[Object pointing dataset entries]

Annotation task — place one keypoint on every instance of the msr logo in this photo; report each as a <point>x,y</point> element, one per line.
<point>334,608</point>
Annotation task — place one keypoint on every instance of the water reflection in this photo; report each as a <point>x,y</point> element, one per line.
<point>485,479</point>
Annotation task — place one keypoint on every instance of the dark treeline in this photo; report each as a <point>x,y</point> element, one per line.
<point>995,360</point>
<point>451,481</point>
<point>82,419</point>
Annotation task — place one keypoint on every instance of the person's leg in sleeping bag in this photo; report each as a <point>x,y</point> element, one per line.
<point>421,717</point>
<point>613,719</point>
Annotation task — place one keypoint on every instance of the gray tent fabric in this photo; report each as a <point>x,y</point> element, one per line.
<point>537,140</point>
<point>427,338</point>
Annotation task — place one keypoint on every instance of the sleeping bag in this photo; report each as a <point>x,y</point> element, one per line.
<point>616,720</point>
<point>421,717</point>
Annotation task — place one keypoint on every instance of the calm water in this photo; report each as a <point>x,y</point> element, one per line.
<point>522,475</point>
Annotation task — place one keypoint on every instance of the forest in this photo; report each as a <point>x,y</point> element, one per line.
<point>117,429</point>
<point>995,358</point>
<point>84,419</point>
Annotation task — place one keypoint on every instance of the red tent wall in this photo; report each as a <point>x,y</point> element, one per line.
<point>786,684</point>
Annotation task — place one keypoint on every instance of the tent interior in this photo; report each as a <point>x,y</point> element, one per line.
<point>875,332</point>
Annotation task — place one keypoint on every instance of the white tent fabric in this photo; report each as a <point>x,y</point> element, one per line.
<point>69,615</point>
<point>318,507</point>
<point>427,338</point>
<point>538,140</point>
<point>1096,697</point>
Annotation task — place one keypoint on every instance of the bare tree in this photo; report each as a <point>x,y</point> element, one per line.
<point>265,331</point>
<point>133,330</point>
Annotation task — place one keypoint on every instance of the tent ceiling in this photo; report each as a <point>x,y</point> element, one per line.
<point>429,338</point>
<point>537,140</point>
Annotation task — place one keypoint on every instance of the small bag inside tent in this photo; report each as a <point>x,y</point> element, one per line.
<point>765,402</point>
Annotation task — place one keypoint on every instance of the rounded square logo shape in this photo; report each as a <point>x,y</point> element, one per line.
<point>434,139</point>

_TASK DETAILS:_ Reproduce word for word the stretch of the listing from the line containing "of the small" through the end of the listing.

_THE OUTPUT:_
Annotation task — place one keypoint on every instance of the small bag inside tent in this photo; report each as a <point>x,y</point> element, one per line.
<point>765,402</point>
Annotation task — place one keypoint on every instance of the rounded square logo shape in this photo; report each as a <point>x,y</point> element, one per line.
<point>434,139</point>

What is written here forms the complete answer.